Problem description:
Output the data that follows exactly, line for line.
___
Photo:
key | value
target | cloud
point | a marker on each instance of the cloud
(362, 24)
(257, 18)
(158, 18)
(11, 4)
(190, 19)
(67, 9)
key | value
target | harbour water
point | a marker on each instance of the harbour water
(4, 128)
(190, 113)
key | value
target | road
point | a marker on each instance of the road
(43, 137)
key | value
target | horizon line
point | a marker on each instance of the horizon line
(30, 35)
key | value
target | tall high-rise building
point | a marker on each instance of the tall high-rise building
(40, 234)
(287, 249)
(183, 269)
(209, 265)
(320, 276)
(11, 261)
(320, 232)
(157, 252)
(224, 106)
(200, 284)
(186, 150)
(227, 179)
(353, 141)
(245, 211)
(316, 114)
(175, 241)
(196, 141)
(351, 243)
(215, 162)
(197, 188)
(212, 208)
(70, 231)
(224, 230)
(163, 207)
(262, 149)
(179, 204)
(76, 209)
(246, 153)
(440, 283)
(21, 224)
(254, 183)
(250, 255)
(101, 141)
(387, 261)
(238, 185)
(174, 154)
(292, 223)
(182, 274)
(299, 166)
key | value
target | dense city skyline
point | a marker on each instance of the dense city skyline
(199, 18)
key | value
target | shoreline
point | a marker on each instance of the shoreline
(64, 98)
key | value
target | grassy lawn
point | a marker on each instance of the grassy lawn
___
Problem solution:
Photo:
key | value
target | cloud
point | a marker on each instance of the cloud
(362, 24)
(257, 18)
(158, 18)
(11, 4)
(190, 19)
(67, 9)
key | value
target | harbour water
point | a marker on each instance of the harbour water
(4, 128)
(190, 113)
key | value
target | road
point | a marker on each instance of the road
(43, 137)
key | value
target | horizon line
point | a marker on each instance of the horizon line
(30, 35)
key | value
target | tall high-rise building
point | a marker on each instance of the tall high-rise building
(40, 234)
(287, 249)
(183, 269)
(209, 265)
(320, 276)
(11, 261)
(320, 232)
(157, 252)
(224, 106)
(200, 284)
(186, 150)
(227, 179)
(353, 141)
(245, 211)
(316, 114)
(175, 241)
(196, 141)
(351, 243)
(215, 162)
(197, 188)
(212, 208)
(70, 231)
(224, 230)
(163, 207)
(262, 149)
(179, 204)
(76, 209)
(246, 153)
(440, 283)
(21, 224)
(254, 183)
(250, 255)
(101, 141)
(387, 261)
(238, 185)
(174, 154)
(292, 223)
(182, 274)
(299, 166)
key | value
target | dense city skyline
point | a marker on each instance of the dense city skyline
(199, 18)
key | value
target | shoreline
point | a marker on each instance of the shoreline
(64, 98)
key | value
target | grassy lawn
point | a marker on each instance of the grassy lawn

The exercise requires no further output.